**Your instructions:**
Report each line of the records below that contains the word "SHOULD", copying every such line in full. Count a line only when the word's capitalization matches.

**Records to use:**
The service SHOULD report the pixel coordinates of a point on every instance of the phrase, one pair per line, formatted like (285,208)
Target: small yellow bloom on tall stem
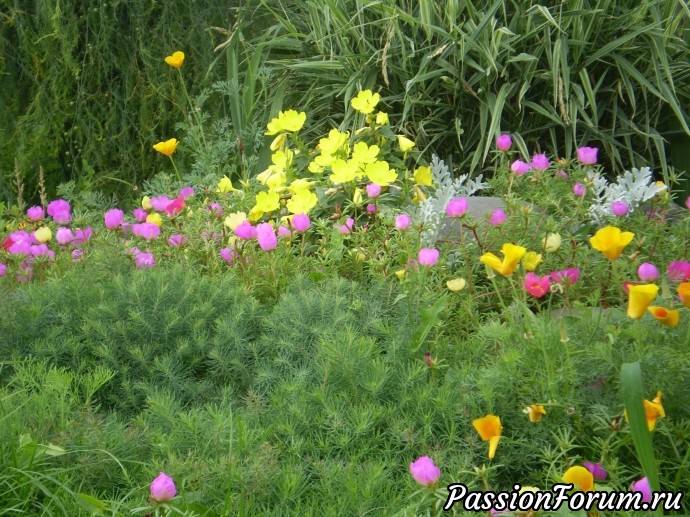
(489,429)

---

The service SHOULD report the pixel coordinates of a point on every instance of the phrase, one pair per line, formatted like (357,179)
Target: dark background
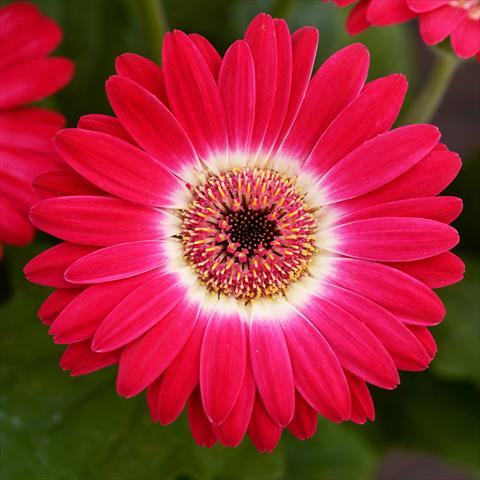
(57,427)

* * *

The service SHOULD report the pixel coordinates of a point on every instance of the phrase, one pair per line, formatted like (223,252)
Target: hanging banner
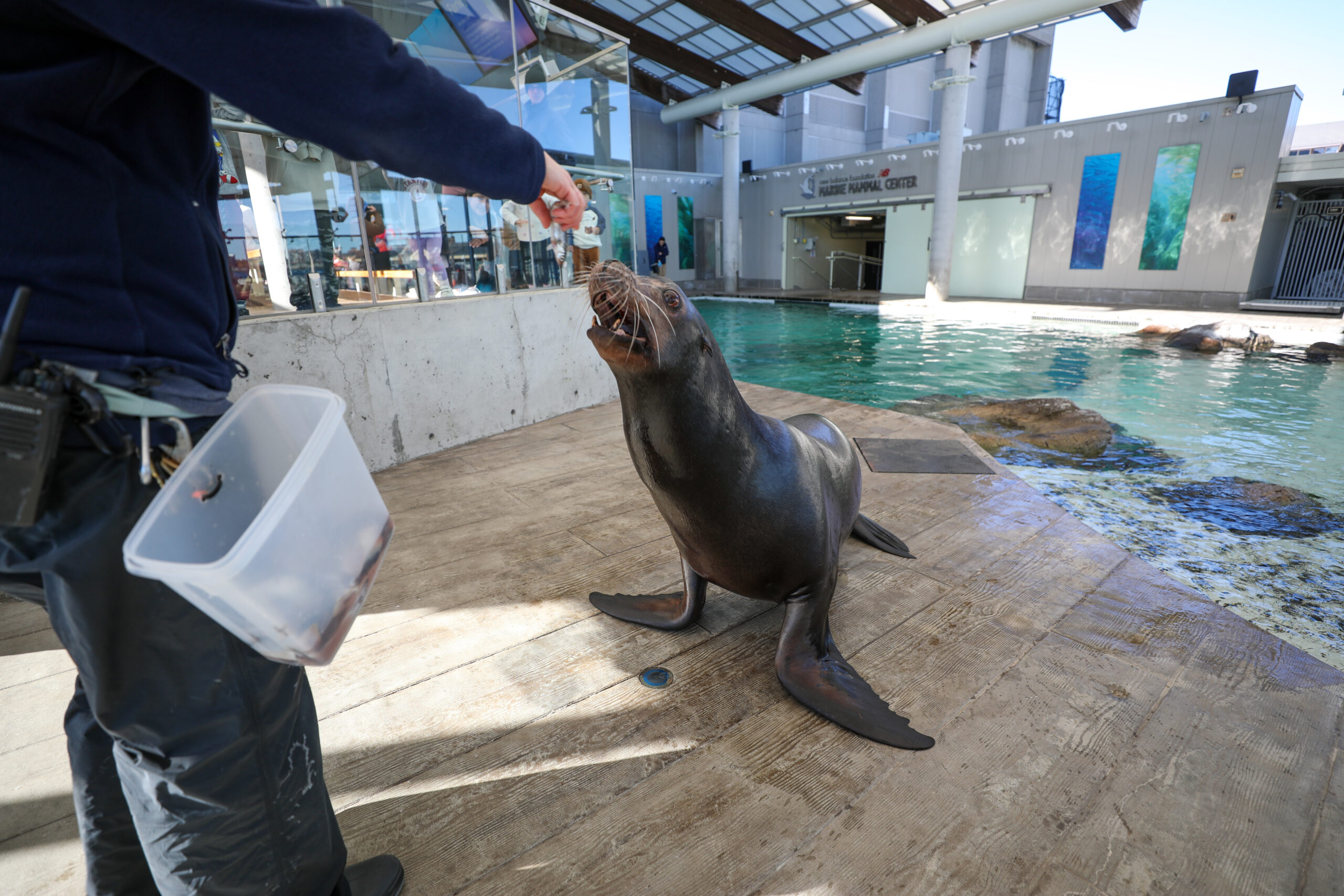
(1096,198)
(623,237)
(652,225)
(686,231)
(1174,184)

**Written reply:**
The service SHOULD report the pixel coordinates of a point on every instance of the phrase, one pair per line, formatted like (285,208)
The service SHOULD report the pixel coordinates of a point on every instance of the phrase, one pair per line, formatted like (357,179)
The service SHOULD report the pixel coordinates of a point on every instance of the phrase, one pair per line, formatted like (223,252)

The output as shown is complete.